Texto selecionado
━━━━━━━━━━

A toda parte o homem traz a morte. Ele chega ao pólo, às regiões menos hospitaleiras do globo, e ele encontra colônias de pinguins, estranhos animais que resistem a esses climas terríveis. Mas, se o homem continuar a querer visitar os pólos, as colônias de pinguins não existirão mais amanhã, a não ser em fotografias para os cinemas.
Em qualquer ponto do planeta onde ele coloque os pés, o homem se põe a destruir, com obstinado afinco, tudo aquilo que está vivo. Ele mata sem motivo e sem escusa. Todo o atavismo do bruto que está nele se revela. E ele mata. Ele mata sempre. Que o animal seja belo, elegante, doce, pouco lhe importa! Está vivo! Matemos primeiro. E ele mata!
Joseph de Maistre achou admirável esse instinto do homem.
E como a espécie humana é mais forte e mais numerosa, a resistência das espécies animais é impossível. Elas fogem diante do homem, mas o homem as persegue em seus mais seguros refúgios. Pelo ferro e pelo fogo, assim como pela astúcia e pelo veneno, ele destrói tudo. Cada indivíduo humano parece se entregar a um dever, um dever inepto e cruel, de aniquilar alguns animais a mais. Não é ele o Rei na criação? E a característica da realeza não é a de dar prova de força, impor sua dominação e sua paz, pax humana?

━━━━━━━━━━

Conjunto de dados
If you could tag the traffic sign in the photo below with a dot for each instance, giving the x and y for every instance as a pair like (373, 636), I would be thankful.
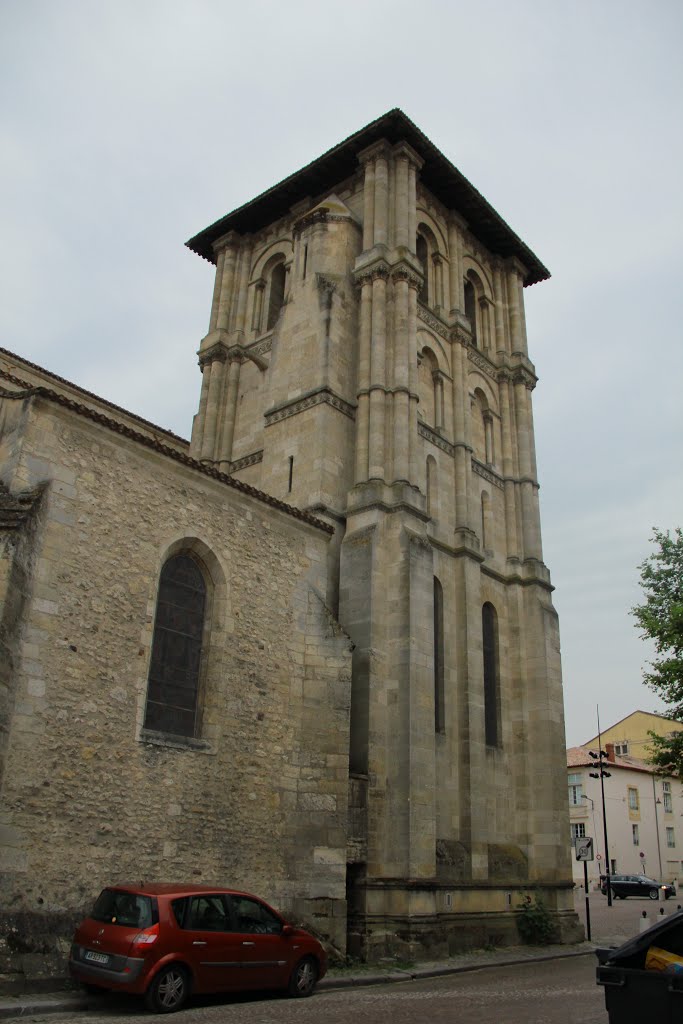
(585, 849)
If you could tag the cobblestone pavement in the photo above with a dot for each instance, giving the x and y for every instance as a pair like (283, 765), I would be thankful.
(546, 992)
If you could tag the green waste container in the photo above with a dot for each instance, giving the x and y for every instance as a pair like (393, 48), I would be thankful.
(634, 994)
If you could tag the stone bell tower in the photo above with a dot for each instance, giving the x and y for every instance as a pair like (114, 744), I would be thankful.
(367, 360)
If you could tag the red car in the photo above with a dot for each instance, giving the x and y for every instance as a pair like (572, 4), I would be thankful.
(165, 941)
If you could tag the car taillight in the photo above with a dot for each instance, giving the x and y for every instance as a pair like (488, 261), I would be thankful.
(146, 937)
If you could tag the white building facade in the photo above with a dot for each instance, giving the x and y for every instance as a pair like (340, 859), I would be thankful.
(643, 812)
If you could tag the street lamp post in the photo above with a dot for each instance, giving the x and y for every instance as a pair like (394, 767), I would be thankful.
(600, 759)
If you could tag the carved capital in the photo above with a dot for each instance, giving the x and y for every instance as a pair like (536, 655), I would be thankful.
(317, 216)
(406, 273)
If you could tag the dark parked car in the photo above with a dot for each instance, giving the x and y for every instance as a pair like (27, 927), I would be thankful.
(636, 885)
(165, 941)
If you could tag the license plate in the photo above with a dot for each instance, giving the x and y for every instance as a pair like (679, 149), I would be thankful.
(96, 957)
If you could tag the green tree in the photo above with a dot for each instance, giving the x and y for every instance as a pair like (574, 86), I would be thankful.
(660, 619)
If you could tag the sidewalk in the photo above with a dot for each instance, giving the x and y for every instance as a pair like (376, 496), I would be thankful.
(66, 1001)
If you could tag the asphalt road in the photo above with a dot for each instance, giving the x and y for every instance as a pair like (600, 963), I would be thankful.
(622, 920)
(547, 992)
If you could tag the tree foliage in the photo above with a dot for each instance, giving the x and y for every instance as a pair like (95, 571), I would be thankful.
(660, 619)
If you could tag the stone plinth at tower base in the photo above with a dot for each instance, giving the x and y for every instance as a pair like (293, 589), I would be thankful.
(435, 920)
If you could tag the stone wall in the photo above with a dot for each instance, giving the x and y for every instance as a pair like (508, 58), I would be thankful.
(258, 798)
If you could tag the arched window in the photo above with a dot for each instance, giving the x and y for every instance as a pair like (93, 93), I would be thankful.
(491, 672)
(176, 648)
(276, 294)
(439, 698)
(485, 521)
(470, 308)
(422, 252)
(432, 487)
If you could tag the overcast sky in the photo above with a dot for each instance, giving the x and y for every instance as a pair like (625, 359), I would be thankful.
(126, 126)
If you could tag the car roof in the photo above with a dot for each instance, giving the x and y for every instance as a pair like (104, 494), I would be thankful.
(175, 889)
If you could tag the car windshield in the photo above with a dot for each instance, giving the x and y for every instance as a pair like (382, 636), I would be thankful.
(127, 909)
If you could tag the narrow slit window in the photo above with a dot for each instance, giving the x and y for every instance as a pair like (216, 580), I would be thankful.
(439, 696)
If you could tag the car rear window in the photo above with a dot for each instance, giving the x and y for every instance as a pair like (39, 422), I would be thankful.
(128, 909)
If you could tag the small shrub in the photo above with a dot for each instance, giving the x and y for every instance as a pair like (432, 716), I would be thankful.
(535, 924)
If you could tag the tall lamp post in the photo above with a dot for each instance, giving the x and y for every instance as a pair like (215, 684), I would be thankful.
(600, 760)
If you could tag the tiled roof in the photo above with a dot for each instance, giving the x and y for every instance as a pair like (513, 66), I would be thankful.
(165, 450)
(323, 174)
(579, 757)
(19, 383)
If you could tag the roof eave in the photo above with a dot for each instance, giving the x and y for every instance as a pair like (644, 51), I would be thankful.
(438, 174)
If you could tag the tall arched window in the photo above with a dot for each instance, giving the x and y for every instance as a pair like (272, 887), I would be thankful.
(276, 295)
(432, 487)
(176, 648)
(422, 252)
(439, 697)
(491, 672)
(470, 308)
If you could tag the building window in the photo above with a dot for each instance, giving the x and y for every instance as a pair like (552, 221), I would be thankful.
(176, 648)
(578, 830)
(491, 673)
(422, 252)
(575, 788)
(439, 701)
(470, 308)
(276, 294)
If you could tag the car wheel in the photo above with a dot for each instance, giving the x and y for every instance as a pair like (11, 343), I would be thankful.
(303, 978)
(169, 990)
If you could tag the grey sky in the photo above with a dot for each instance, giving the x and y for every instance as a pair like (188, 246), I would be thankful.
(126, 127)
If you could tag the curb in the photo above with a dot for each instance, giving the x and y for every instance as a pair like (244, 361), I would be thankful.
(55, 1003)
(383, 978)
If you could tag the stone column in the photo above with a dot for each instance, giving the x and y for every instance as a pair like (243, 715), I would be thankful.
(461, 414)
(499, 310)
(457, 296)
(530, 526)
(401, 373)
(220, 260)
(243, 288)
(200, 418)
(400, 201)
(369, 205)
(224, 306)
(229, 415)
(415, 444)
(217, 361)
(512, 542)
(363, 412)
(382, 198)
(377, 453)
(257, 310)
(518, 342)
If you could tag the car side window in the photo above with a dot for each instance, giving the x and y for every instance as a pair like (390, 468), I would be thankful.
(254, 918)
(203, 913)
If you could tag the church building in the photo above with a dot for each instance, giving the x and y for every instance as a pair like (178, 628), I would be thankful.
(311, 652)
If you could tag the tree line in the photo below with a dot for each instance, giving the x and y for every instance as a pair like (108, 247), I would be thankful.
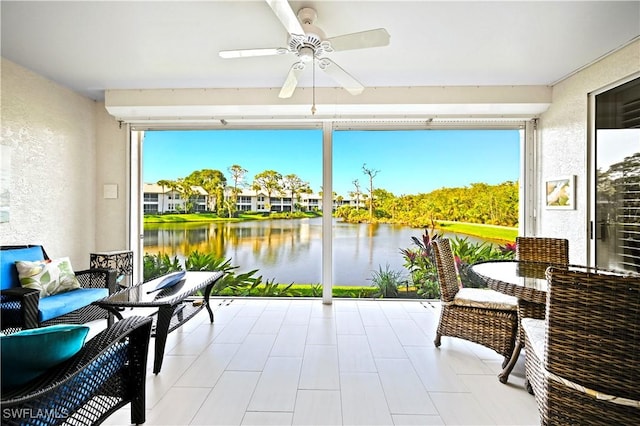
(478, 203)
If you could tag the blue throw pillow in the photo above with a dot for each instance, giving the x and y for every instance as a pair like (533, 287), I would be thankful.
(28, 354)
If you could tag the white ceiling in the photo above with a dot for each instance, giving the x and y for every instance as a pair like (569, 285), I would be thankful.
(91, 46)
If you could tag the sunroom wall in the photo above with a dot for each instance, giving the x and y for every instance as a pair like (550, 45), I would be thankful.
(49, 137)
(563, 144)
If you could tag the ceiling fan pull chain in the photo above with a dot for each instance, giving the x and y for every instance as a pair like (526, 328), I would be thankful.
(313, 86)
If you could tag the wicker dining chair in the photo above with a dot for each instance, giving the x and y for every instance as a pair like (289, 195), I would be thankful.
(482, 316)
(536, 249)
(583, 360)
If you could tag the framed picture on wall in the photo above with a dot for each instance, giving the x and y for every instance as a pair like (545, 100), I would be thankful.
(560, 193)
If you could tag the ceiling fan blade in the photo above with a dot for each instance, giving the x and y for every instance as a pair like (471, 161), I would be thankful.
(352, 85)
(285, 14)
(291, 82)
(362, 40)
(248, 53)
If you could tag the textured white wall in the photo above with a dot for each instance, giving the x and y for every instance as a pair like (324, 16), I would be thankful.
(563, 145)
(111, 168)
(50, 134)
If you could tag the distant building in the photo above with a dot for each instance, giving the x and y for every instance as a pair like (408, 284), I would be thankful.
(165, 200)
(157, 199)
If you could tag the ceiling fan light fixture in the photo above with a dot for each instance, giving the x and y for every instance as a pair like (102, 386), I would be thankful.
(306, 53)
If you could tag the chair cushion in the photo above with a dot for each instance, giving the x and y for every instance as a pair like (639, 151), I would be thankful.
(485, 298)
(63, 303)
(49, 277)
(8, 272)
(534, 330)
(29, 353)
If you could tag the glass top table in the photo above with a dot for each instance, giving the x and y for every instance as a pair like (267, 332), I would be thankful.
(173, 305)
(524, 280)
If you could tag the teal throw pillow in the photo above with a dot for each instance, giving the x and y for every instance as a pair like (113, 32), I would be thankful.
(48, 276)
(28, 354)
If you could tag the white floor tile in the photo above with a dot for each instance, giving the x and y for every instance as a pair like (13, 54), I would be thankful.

━━━━━━━━━━

Aplique a leitura
a) Resuma em duas frases o texto sobre o homem e os animais.
b) Dê continuidade ao texto sobre o homem e os animais a partir de onde ele para.

Conjunto de respostas
a) Aonde quer que chegue, até os polos, o homem leva a morte e destrói com obstinado afinco tudo o que está vivo, matando sem motivo e sem escusa, a ponto de ameaçar as colônias de pinguins. Como a espécie humana é mais forte e mais numerosa, os animais não conseguem resistir e são perseguidos até em seus refúgios mais seguros, pelo ferro, pelo fogo, pela astúcia e pelo veneno.

b)
Ubi solitudinem facit, pacem appellat. Fazem um deserto, e chamam de paz.
Seguramente eu não levo o respeito às formas animais até lamentar o fim dos animais nocivos. O lobo desapareceu da Europa, e é bom. Na África, como a águia, como o abutre, o leão se faz cada vez mais raro. O crocodilo, o caimão, o hipopótamo, o rinoceronte, recuam diante de nossas carabinas, e logo serão representados apenas por alguns espécimes que os jardins zoológicos disputarão a preço de ouro. Seja! Eu não me entristecerei com a partida desses seres malfazejos. Mas não me impedirão de lamentar o urso, este animal sagaz, astuto, curioso, inteligente, raramente carnívoro. Eu lamentarei mesmo os macacos, especialmente os macacos antropóides, o doce e melancólico orangotango, o chimpanzé, ágil e espirituoso (tão próximo da espécie humana), até mesmo o gorila feroz, tornado tão raro hoje em dia que não resta dele mais que uma dezena de exemplares. Eu lamentarei, sobretudo, o elefante, cuja maravilhosa inteligência ultrapassa − e ainda não se está bem seguro disso − àquela do homem estúpido.
Se realmente o homem quisesse justificar sua realeza, ele deveria atacar somente os seres que lhe causam dano. Ele exerceria sua ciência de caçador e de esfolador contra os tigres que devastam a Índia, contra as serpentes venenosas que ele não fez desaparecer ainda, mesmo numa pequena ilha como a Martinica. Ele se empenharia, sobretudo, contra os insetos pérfidos, tais como moscas e mosquitos propagadores de doenças, contra os parasitas microbianos que infectam a vida de animais e vegetais. Mas fale de micróbios a um caçador. Ele rirá diante do seu nariz. Existe glória e proveito em matar uma baleia, um elefante, uma avestruz, até mesmo uma perdiz ou uma cotovia. É bem melhor que impedir a multiplicação de mil milhões de micróbios infecciosos.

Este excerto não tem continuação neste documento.